··· Data in this exercise
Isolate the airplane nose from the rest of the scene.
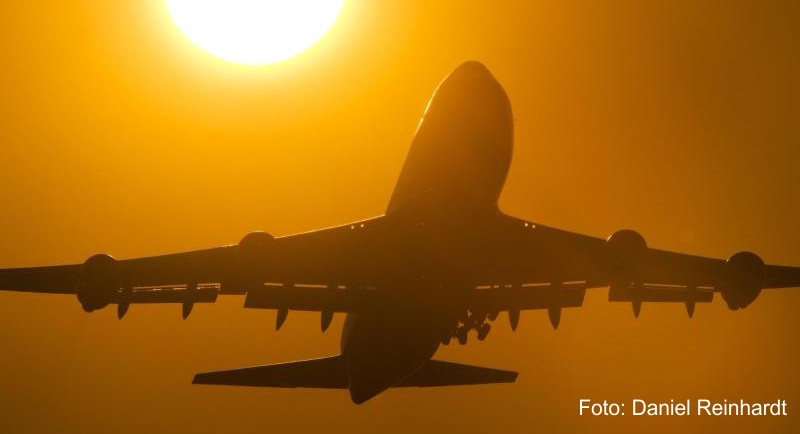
[455,60,489,73]
[450,60,492,79]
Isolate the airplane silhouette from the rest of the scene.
[0,62,800,403]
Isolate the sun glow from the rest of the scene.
[165,0,344,65]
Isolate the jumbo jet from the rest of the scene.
[0,62,800,404]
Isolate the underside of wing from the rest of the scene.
[395,360,518,387]
[192,355,348,389]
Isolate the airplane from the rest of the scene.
[0,61,800,404]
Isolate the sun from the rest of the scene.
[164,0,344,65]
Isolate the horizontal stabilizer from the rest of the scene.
[192,355,517,389]
[192,356,348,389]
[395,360,518,387]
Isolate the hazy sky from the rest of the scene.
[0,0,800,433]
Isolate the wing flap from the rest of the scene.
[192,355,348,389]
[395,360,518,387]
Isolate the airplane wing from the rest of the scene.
[471,217,800,326]
[0,217,384,322]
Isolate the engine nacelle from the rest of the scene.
[721,252,764,310]
[75,254,122,312]
[237,232,275,276]
[607,229,647,284]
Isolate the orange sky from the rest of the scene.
[0,0,800,433]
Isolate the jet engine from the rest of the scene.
[237,232,275,276]
[721,252,764,310]
[607,229,647,284]
[75,254,122,312]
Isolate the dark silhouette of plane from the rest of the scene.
[0,62,800,403]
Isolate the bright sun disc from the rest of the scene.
[165,0,344,65]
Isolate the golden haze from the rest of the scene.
[0,0,800,433]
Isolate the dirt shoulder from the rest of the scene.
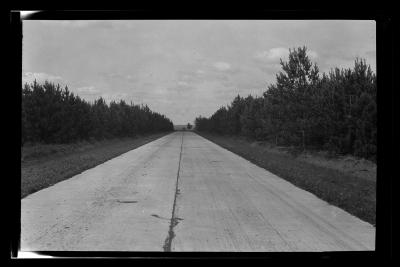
[21,133,172,198]
[197,132,376,225]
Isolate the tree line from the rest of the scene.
[195,47,377,160]
[21,80,173,145]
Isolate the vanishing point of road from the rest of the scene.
[21,132,375,252]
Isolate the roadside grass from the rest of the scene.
[196,132,376,225]
[21,133,168,198]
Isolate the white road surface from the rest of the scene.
[21,132,375,252]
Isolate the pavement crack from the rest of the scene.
[163,133,183,252]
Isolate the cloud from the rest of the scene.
[22,72,65,84]
[254,47,318,62]
[214,62,231,71]
[254,47,289,61]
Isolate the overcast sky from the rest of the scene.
[22,20,376,124]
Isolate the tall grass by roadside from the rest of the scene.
[21,132,168,198]
[197,132,376,225]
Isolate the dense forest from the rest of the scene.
[195,47,377,160]
[21,81,173,145]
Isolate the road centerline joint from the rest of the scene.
[163,132,184,252]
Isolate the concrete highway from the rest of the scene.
[21,131,375,252]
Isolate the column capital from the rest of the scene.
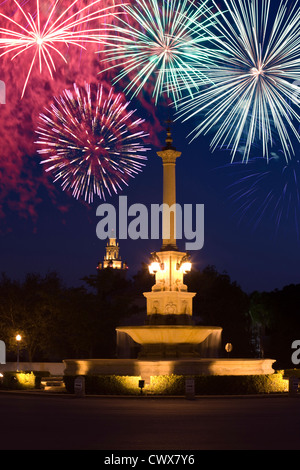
[157,149,181,165]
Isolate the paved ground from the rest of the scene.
[0,393,300,451]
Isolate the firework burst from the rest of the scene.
[0,0,119,98]
[219,151,300,240]
[36,84,149,203]
[100,0,219,105]
[178,0,300,161]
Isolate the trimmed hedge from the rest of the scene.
[0,371,50,390]
[64,373,288,396]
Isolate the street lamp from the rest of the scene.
[16,335,22,372]
[225,343,233,357]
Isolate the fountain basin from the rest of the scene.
[116,325,222,345]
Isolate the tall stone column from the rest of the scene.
[157,129,181,250]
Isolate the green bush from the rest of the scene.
[64,373,288,396]
[1,372,37,390]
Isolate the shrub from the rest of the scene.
[64,373,288,396]
[2,372,36,390]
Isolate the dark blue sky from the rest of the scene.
[0,0,300,292]
[0,113,300,291]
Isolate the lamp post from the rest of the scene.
[225,343,233,357]
[16,335,22,372]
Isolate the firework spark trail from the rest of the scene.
[100,0,220,105]
[177,0,300,161]
[0,0,122,98]
[217,151,300,240]
[36,84,149,203]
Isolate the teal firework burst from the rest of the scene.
[100,0,216,105]
[177,0,300,161]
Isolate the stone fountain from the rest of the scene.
[64,126,275,381]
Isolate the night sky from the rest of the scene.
[0,0,300,292]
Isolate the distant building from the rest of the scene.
[97,234,128,270]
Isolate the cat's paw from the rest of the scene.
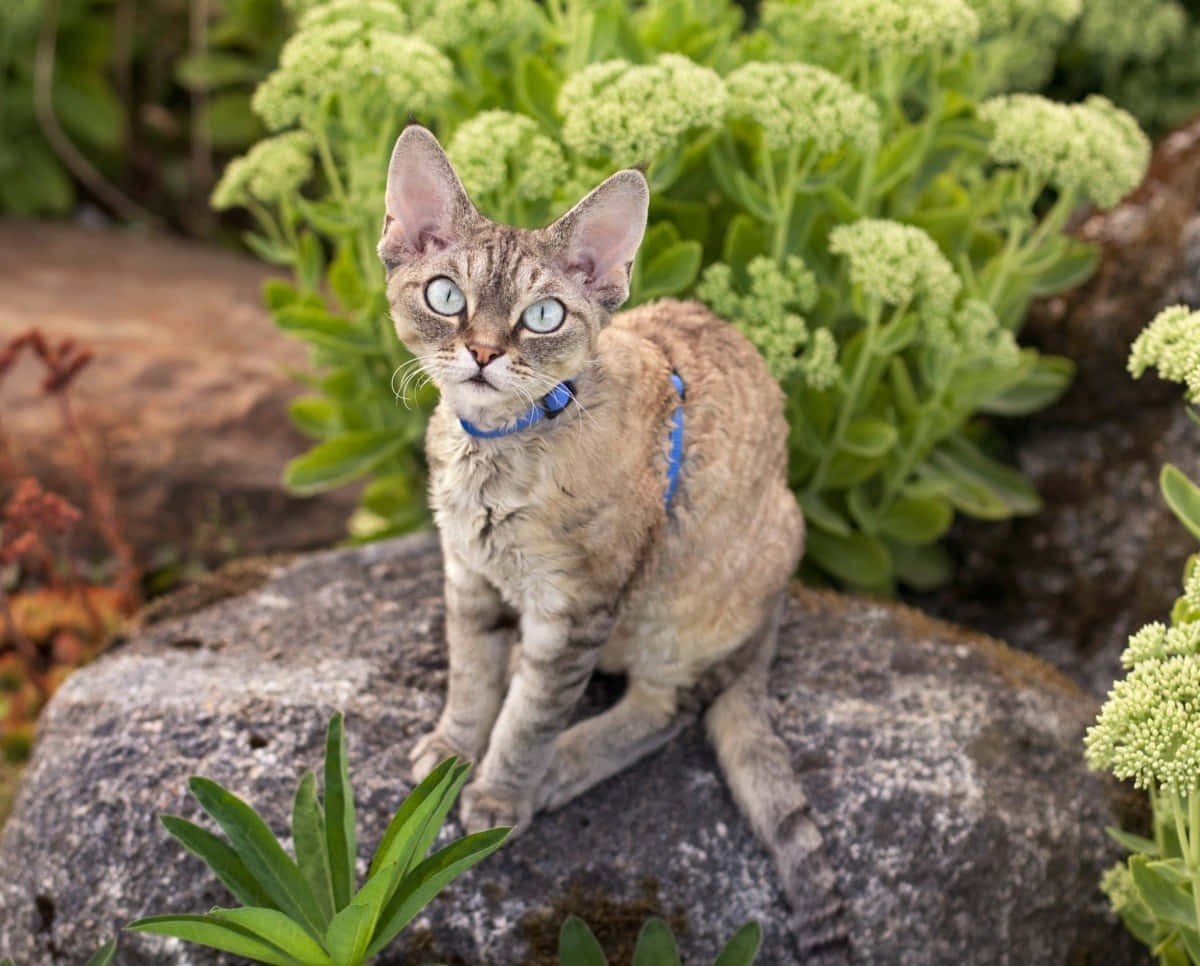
[458,781,533,835]
[408,728,472,782]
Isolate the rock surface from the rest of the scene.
[0,535,1141,966]
[0,222,355,559]
[917,119,1200,695]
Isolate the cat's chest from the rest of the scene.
[432,448,560,580]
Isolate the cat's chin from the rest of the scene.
[442,380,529,430]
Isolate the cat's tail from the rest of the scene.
[704,595,850,966]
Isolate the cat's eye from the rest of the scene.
[425,275,467,316]
[521,299,566,332]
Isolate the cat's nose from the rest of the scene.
[467,342,504,368]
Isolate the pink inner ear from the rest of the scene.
[388,168,452,252]
[568,210,642,282]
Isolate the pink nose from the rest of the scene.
[467,343,504,368]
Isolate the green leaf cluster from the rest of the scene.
[217,0,1148,592]
[0,0,288,219]
[1085,321,1200,966]
[558,916,762,966]
[127,713,510,966]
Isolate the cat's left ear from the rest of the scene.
[379,124,475,268]
[545,168,650,312]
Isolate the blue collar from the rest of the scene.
[458,372,686,510]
[458,379,575,439]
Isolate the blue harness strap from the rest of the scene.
[666,372,685,511]
[458,372,684,510]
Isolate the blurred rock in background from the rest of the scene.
[0,222,356,569]
[917,119,1200,694]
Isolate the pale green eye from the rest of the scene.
[425,275,467,316]
[521,299,566,332]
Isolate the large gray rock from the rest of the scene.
[0,221,356,564]
[918,119,1200,695]
[0,535,1139,966]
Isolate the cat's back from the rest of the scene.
[612,299,787,476]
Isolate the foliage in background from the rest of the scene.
[0,0,287,234]
[1046,0,1200,136]
[558,916,762,966]
[1086,306,1200,966]
[0,329,140,782]
[126,713,511,966]
[214,0,1148,590]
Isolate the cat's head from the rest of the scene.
[379,125,649,426]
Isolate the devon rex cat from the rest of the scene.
[379,125,832,940]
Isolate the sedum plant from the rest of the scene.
[126,713,511,966]
[1050,0,1200,136]
[558,916,762,966]
[1086,306,1200,966]
[214,0,1150,592]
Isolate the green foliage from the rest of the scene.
[1085,319,1200,966]
[214,0,1148,592]
[126,713,510,966]
[1049,0,1200,136]
[0,0,287,222]
[558,916,762,966]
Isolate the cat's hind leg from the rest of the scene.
[704,595,848,966]
[535,678,692,811]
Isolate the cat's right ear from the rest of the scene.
[379,124,475,269]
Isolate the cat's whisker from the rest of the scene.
[391,353,437,409]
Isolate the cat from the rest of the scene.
[378,125,833,955]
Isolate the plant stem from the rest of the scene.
[804,301,883,496]
[316,95,348,205]
[767,144,800,266]
[984,218,1022,308]
[1188,788,1200,868]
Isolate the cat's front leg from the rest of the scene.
[409,552,516,781]
[462,613,600,832]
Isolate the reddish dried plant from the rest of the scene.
[0,329,140,754]
[0,329,142,602]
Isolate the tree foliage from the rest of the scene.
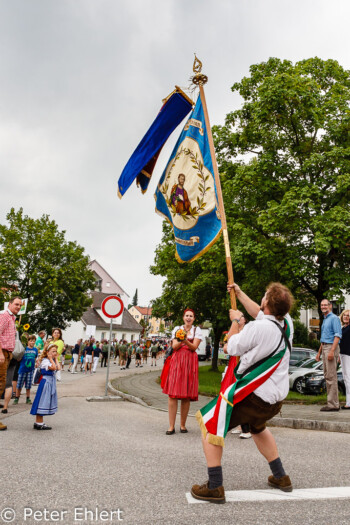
[214,58,350,318]
[151,58,350,367]
[0,208,95,331]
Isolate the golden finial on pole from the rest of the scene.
[191,54,237,310]
[191,53,208,86]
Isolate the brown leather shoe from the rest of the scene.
[268,476,293,492]
[191,481,226,503]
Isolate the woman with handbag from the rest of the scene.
[52,328,64,381]
[161,308,203,435]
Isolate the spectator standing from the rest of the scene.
[142,344,148,365]
[316,299,342,412]
[151,342,158,366]
[52,328,64,381]
[13,335,38,405]
[72,339,83,374]
[119,341,128,370]
[92,341,103,374]
[101,339,108,368]
[135,344,142,368]
[340,310,350,410]
[30,343,60,430]
[85,343,94,375]
[34,330,46,354]
[0,297,22,430]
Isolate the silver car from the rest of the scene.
[289,359,323,394]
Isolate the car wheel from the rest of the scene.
[293,377,304,394]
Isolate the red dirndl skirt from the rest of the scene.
[161,345,198,401]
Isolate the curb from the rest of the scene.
[108,383,350,433]
[108,382,151,408]
[268,417,350,433]
[86,396,122,401]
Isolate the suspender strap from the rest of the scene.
[237,319,292,377]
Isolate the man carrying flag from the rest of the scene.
[191,283,293,503]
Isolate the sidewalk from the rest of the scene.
[111,362,350,433]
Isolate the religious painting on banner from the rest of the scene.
[155,96,221,262]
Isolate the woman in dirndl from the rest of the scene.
[30,342,61,430]
[161,308,203,435]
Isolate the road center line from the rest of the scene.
[186,487,350,504]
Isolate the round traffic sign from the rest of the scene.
[101,295,124,319]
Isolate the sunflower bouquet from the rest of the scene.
[175,328,186,341]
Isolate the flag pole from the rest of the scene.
[191,57,237,310]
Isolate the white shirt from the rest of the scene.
[227,311,294,404]
[171,325,203,341]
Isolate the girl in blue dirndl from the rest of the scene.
[30,343,61,430]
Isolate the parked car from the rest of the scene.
[289,346,317,366]
[288,357,314,374]
[289,359,323,394]
[301,368,345,395]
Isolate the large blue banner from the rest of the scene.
[155,96,221,262]
[118,87,192,198]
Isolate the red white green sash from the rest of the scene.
[196,322,290,447]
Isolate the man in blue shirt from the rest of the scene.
[316,299,342,412]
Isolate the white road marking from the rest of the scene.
[186,487,350,503]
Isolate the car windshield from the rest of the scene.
[303,359,318,368]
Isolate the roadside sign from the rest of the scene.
[101,295,124,396]
[85,324,96,337]
[101,295,124,319]
[4,299,28,315]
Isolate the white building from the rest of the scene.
[63,260,142,345]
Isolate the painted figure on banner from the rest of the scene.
[170,173,191,215]
[156,97,221,262]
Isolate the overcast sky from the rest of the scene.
[0,0,350,306]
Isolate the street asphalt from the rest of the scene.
[112,363,350,433]
[0,358,350,525]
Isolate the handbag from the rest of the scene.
[33,368,43,385]
[12,332,24,361]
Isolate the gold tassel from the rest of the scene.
[196,410,225,447]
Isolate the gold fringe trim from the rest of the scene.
[176,227,222,264]
[220,392,233,408]
[196,410,225,447]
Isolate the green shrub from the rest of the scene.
[293,320,309,346]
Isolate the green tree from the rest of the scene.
[0,208,95,331]
[293,319,309,346]
[214,58,350,319]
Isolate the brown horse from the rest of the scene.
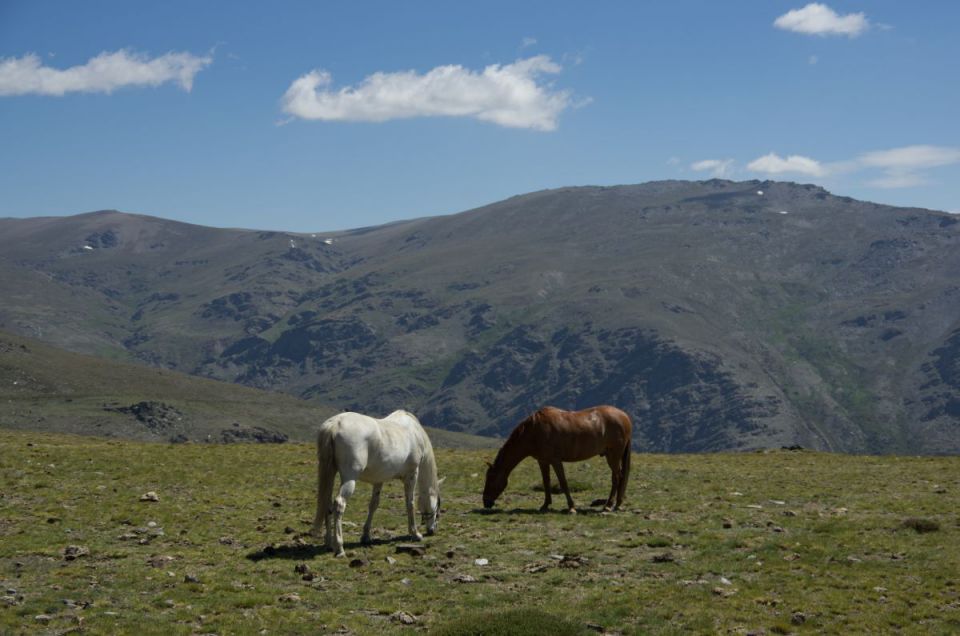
[483,406,632,513]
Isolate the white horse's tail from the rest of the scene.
[313,426,337,540]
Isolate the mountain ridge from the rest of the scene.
[0,180,960,453]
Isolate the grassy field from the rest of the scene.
[0,431,960,634]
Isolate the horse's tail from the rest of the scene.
[313,422,337,536]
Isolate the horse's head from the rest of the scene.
[483,462,507,508]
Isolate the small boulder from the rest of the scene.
[63,545,90,561]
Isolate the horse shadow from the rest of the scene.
[470,500,606,516]
[247,535,424,561]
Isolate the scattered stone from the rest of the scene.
[293,563,310,574]
[560,555,589,568]
[390,611,417,625]
[396,543,427,557]
[63,545,90,561]
[902,517,940,534]
[453,574,477,583]
[147,555,174,568]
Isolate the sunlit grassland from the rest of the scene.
[0,432,960,634]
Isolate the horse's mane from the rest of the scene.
[493,411,542,466]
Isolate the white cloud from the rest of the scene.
[283,55,573,130]
[867,171,930,189]
[857,145,960,188]
[773,2,870,38]
[0,50,213,96]
[747,152,826,177]
[690,159,734,178]
[860,145,960,170]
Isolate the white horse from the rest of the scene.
[313,411,440,556]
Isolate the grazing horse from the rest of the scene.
[313,411,440,556]
[483,406,632,513]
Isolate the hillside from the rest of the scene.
[0,430,960,635]
[0,331,497,448]
[0,180,960,453]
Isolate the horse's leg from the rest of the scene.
[332,473,357,556]
[553,462,577,515]
[360,484,383,544]
[537,459,553,512]
[603,453,623,512]
[403,470,423,541]
[310,466,333,546]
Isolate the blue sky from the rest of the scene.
[0,0,960,231]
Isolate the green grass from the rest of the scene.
[0,431,960,634]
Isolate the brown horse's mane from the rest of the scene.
[493,411,542,466]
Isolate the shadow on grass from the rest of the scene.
[247,535,424,561]
[470,506,603,515]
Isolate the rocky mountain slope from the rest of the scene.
[0,180,960,453]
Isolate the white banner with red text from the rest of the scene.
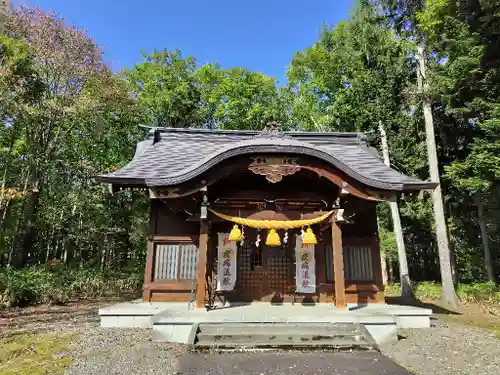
[295,235,316,293]
[217,233,238,292]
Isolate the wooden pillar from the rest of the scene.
[196,219,208,308]
[332,221,347,308]
[143,241,154,302]
[143,200,157,302]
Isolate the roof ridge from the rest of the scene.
[146,127,365,138]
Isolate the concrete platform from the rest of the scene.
[99,301,432,344]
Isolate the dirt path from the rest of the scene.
[0,302,500,375]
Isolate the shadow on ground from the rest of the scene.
[178,352,413,375]
[385,297,462,315]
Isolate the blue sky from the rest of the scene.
[14,0,352,82]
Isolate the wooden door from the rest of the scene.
[236,241,266,301]
[236,242,295,303]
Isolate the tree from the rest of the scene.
[0,7,141,266]
[125,49,287,129]
[124,49,204,127]
[196,64,287,130]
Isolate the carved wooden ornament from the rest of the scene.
[248,157,300,184]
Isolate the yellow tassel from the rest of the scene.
[302,227,318,245]
[266,229,281,246]
[229,224,241,242]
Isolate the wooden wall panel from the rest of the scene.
[150,200,200,238]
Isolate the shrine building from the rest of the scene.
[96,128,436,308]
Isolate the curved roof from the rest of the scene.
[96,129,435,191]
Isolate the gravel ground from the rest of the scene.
[68,327,184,375]
[381,323,500,375]
[0,311,500,375]
[179,351,412,375]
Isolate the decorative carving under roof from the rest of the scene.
[254,121,292,139]
[248,156,300,184]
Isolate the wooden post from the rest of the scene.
[332,221,347,308]
[378,121,413,298]
[196,219,208,308]
[143,241,154,302]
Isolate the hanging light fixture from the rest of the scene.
[229,224,241,242]
[302,227,318,245]
[266,228,281,246]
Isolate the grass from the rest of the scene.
[0,332,77,375]
[385,282,500,339]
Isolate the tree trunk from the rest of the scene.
[417,45,458,306]
[378,121,413,298]
[475,193,495,281]
[387,259,394,283]
[15,178,41,267]
[380,251,389,285]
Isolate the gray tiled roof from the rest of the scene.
[96,129,435,191]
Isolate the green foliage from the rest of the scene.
[0,333,77,375]
[0,266,143,308]
[385,281,500,305]
[124,49,286,129]
[379,227,398,261]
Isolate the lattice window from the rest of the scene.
[325,244,373,282]
[344,245,373,281]
[153,243,199,281]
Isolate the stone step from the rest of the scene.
[197,332,365,342]
[199,323,363,335]
[195,340,377,350]
[194,323,377,349]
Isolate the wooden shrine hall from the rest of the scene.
[96,129,435,308]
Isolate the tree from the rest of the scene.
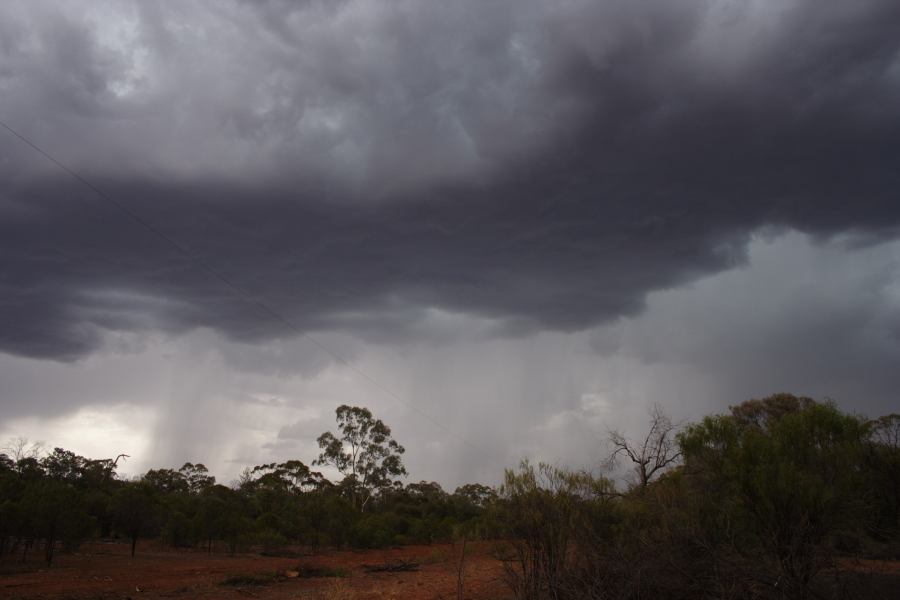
[313,404,406,510]
[113,481,156,558]
[679,394,868,600]
[608,404,681,489]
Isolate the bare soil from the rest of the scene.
[0,543,510,600]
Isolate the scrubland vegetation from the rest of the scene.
[0,394,900,600]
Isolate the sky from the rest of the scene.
[0,0,900,490]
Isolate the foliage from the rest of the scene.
[0,394,900,600]
[313,404,406,509]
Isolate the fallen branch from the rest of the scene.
[363,559,419,573]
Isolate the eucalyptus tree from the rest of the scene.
[313,404,406,510]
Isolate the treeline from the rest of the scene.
[497,394,900,600]
[0,394,900,600]
[0,406,496,565]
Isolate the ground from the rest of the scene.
[0,543,509,600]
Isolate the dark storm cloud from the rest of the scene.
[0,0,900,360]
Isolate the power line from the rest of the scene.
[0,120,484,460]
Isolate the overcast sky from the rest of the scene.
[0,0,900,490]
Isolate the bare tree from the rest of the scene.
[3,436,44,463]
[608,404,681,488]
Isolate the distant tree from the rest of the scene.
[453,483,497,508]
[178,463,216,494]
[113,481,156,558]
[141,469,190,494]
[608,404,681,489]
[313,405,406,510]
[866,413,900,540]
[23,478,93,567]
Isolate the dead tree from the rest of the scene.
[608,404,681,489]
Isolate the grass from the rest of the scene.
[222,573,279,587]
[297,565,350,579]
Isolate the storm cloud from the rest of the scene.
[0,0,900,482]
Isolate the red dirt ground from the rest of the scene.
······
### What you need to do
In the material above, how many lines contain the string "shrub"? Case matters. Reply with the number alone.

### The answer
2